Exercise aim:
Rescale the records below by copying every line, requests included, and multiplying each bounding-box coordinate in the answers by 2.25, rounding to the nearest whole number with halves rounded up. Leave the numbers in the requests unchanged.

The input:
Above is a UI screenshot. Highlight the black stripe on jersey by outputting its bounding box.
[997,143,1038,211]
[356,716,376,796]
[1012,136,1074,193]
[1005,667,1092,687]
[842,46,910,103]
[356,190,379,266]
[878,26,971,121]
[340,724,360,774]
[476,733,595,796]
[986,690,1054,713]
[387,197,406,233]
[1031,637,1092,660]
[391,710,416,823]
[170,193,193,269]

Correct answer:
Above is a UI screenshot. Highlight the black stripe on jersey by outputting its bounding box.
[2243,322,2336,475]
[801,1611,846,1791]
[2277,306,2417,434]
[2261,1501,2457,1546]
[1895,104,2048,232]
[801,428,853,599]
[1976,59,2185,272]
[765,1629,810,1742]
[1071,1649,1339,1791]
[2219,1553,2372,1604]
[871,443,914,524]
[2320,1433,2457,1485]
[880,1598,936,1852]
[383,434,434,605]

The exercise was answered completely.